(Records)
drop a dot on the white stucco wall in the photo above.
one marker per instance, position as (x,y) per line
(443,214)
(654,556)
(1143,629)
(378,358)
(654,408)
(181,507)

■ Requirement
Recast the material above as a numbered list with one line per item, leaving out any blank lines.

■ Solution for this task
1. drop a dot on the white stucco wall in the photo above.
2. one marker per instance, position as (x,y) per line
3. (443,214)
4. (654,556)
5. (1143,629)
6. (378,358)
7. (654,408)
8. (181,507)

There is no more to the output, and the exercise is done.